** START OF RECORDS SHOWN **
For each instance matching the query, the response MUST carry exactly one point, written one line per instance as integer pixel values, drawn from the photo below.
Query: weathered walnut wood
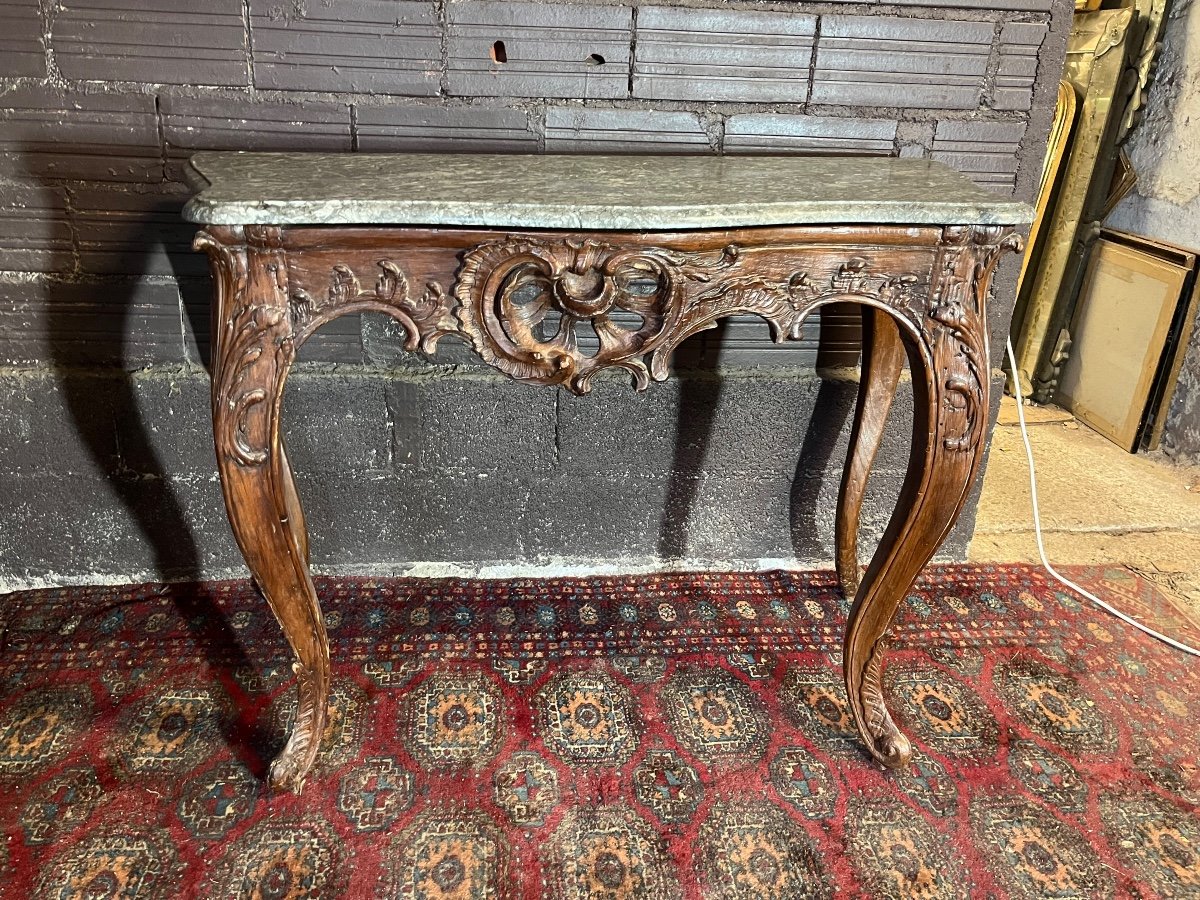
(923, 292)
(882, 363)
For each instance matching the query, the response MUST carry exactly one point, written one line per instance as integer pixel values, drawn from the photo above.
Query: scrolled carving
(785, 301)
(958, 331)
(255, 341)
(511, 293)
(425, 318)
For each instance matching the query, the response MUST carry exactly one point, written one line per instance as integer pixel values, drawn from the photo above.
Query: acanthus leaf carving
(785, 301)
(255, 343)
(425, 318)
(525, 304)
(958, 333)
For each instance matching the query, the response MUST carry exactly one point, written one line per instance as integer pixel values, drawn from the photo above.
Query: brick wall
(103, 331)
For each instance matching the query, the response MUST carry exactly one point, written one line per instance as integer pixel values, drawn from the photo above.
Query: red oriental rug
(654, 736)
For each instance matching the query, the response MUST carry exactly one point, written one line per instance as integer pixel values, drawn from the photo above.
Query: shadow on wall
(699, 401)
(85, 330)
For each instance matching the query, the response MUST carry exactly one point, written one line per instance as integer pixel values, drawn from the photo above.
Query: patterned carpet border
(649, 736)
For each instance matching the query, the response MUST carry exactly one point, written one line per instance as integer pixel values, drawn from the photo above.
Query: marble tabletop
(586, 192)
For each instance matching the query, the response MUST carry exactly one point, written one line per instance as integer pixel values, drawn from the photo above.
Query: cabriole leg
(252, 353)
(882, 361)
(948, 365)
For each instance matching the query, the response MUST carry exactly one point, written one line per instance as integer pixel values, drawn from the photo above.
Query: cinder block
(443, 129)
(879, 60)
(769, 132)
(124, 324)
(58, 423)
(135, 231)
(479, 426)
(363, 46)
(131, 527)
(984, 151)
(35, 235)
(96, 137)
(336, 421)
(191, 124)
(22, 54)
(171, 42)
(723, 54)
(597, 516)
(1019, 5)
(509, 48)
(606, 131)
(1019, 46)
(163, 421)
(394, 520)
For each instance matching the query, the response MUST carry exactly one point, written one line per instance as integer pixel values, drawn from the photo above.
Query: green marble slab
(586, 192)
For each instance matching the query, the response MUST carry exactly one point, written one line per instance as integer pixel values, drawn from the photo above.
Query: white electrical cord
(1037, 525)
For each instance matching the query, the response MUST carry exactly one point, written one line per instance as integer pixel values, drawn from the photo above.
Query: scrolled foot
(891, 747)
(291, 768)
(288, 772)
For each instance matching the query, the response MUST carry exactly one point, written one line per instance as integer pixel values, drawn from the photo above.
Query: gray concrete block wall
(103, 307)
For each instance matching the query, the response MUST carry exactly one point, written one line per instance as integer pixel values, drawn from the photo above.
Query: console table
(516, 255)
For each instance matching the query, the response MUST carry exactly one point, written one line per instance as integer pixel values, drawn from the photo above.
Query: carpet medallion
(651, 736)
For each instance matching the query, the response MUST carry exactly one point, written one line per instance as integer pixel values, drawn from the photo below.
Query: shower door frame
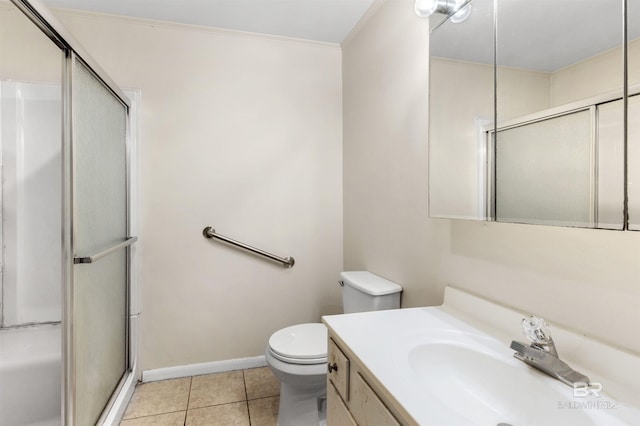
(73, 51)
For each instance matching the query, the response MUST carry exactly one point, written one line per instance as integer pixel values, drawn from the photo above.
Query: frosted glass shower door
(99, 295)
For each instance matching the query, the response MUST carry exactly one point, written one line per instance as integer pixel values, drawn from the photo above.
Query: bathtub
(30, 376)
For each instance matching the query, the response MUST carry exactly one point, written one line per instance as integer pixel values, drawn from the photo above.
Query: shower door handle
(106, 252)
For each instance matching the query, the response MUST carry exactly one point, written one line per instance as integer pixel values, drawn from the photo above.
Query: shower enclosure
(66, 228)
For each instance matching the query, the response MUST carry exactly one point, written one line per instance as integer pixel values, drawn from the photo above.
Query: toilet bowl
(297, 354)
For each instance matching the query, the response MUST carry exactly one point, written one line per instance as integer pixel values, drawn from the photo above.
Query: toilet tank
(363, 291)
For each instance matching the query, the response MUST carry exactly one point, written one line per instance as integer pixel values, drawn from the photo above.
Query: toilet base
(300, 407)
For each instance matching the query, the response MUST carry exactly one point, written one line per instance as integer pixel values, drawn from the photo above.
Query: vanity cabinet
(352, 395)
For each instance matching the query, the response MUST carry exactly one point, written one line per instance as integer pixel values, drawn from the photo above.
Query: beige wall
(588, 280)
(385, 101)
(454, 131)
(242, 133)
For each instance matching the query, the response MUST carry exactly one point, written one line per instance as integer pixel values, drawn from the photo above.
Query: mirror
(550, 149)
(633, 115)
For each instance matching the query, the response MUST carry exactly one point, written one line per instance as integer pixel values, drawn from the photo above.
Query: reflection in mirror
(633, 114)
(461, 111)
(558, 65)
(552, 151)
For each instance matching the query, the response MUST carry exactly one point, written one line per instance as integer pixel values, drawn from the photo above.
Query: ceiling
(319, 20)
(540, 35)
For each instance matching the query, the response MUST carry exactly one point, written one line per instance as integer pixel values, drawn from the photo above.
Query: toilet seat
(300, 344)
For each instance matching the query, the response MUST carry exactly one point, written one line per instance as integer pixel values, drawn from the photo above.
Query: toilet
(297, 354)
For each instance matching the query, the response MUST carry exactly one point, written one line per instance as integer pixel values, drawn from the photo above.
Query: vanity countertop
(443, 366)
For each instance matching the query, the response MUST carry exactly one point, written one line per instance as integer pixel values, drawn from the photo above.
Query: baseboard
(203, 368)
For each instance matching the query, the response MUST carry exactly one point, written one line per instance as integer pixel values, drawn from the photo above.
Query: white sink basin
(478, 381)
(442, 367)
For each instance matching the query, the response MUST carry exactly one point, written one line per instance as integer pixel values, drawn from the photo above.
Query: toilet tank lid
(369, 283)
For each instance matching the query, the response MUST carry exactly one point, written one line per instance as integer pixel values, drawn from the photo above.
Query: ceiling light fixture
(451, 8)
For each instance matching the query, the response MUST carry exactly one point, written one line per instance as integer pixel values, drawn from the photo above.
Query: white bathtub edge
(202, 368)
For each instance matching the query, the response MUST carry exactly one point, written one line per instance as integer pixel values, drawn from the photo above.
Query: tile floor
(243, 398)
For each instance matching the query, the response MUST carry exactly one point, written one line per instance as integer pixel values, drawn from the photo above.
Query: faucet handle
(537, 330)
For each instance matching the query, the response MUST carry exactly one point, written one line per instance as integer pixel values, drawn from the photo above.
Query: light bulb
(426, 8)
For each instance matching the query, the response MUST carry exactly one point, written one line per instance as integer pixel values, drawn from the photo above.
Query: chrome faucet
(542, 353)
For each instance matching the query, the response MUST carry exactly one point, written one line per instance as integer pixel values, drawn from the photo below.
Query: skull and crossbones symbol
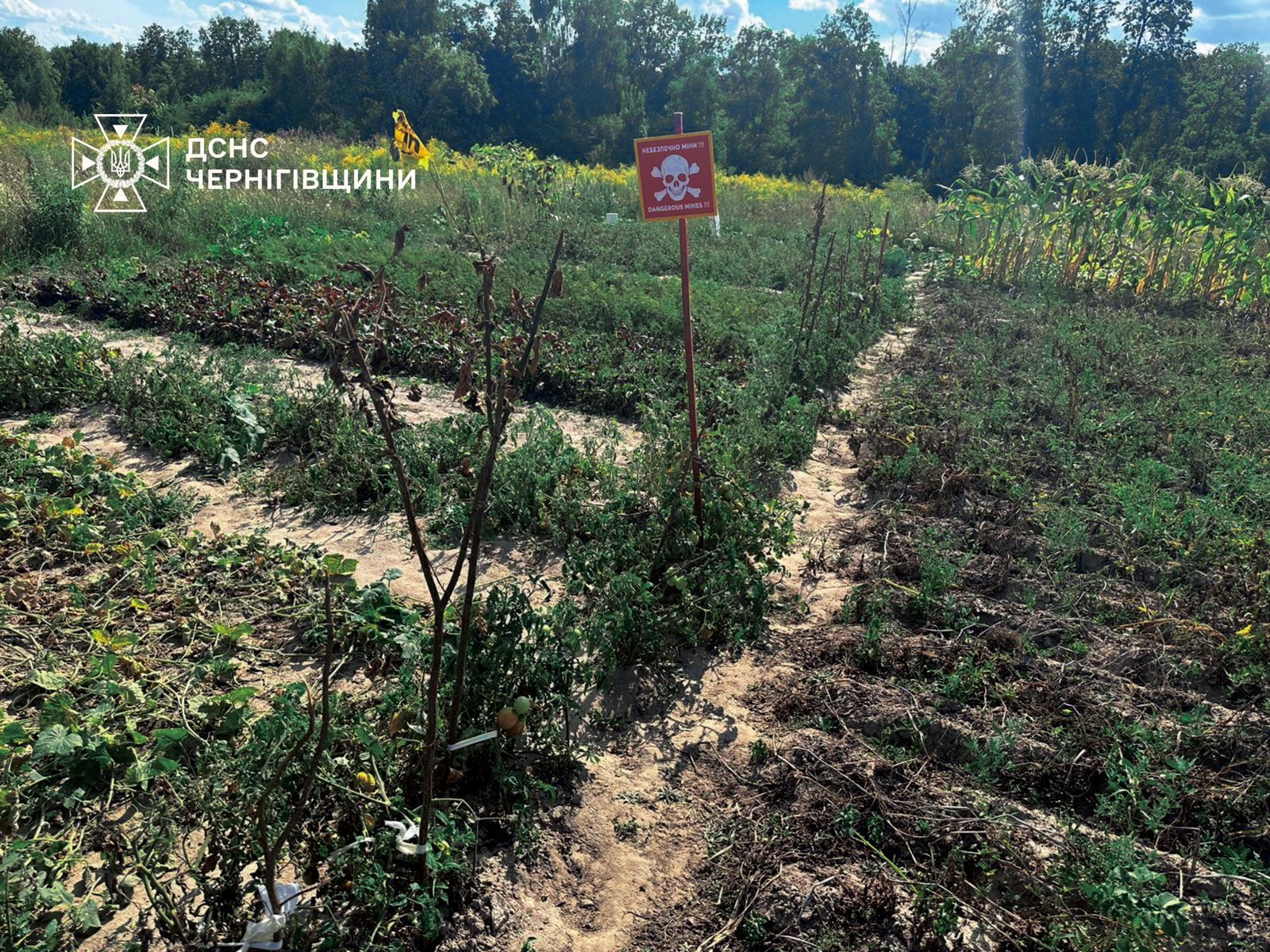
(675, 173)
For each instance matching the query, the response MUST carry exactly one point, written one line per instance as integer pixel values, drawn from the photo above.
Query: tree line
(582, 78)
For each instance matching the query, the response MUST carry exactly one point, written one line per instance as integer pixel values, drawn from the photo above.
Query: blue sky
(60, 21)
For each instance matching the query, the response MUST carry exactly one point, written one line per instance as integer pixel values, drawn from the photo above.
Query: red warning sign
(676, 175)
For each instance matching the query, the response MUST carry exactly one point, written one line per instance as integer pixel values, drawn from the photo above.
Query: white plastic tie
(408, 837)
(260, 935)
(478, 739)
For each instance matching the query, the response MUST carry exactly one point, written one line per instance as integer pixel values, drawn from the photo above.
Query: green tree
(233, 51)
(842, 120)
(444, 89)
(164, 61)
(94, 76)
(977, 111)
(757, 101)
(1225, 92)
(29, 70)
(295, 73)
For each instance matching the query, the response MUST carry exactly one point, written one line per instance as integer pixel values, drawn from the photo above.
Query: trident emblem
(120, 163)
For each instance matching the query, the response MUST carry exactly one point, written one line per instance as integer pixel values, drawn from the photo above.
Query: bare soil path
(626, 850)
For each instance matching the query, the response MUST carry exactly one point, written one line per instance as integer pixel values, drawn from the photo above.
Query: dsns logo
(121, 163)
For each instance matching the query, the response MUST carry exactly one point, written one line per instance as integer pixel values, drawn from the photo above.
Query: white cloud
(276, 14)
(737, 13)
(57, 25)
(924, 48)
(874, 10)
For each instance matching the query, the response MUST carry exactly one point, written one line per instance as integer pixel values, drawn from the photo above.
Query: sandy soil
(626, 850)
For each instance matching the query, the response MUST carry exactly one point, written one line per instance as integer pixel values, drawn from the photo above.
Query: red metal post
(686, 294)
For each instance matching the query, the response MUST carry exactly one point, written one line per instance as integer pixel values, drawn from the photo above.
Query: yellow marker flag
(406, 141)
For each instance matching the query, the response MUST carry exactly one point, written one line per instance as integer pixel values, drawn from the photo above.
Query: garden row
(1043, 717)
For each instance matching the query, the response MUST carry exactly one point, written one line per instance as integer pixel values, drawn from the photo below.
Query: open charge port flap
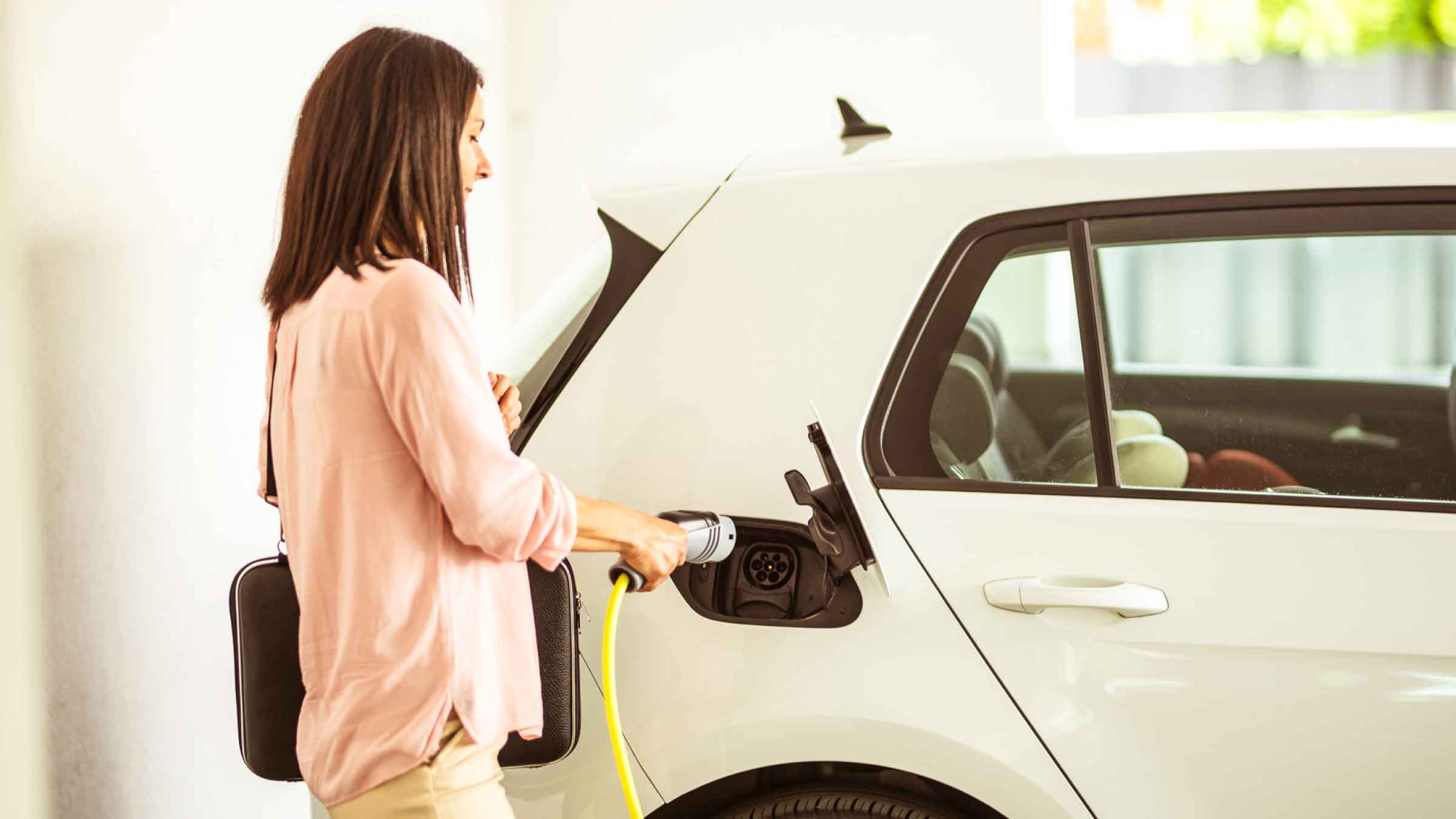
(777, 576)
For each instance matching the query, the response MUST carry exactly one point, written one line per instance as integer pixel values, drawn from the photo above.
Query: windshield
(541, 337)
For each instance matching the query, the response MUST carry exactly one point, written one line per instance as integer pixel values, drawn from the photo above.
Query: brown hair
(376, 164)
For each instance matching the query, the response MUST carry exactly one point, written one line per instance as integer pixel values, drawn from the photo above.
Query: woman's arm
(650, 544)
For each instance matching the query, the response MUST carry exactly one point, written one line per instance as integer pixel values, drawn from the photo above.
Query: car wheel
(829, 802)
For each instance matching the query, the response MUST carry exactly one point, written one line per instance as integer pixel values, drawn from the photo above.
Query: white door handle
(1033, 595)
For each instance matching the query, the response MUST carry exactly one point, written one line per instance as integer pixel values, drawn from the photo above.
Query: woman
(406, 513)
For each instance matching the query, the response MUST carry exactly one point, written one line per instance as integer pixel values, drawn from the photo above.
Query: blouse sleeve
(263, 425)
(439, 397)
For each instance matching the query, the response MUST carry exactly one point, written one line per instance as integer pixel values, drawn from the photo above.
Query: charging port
** END OF RECORDS SHOWN **
• TASK PROMPT:
Report every line of the data above that contains the word "green", copied in full, and treat case as significant.

• REPLY TO THE TASK:
Query: green marble slab
Query: green tree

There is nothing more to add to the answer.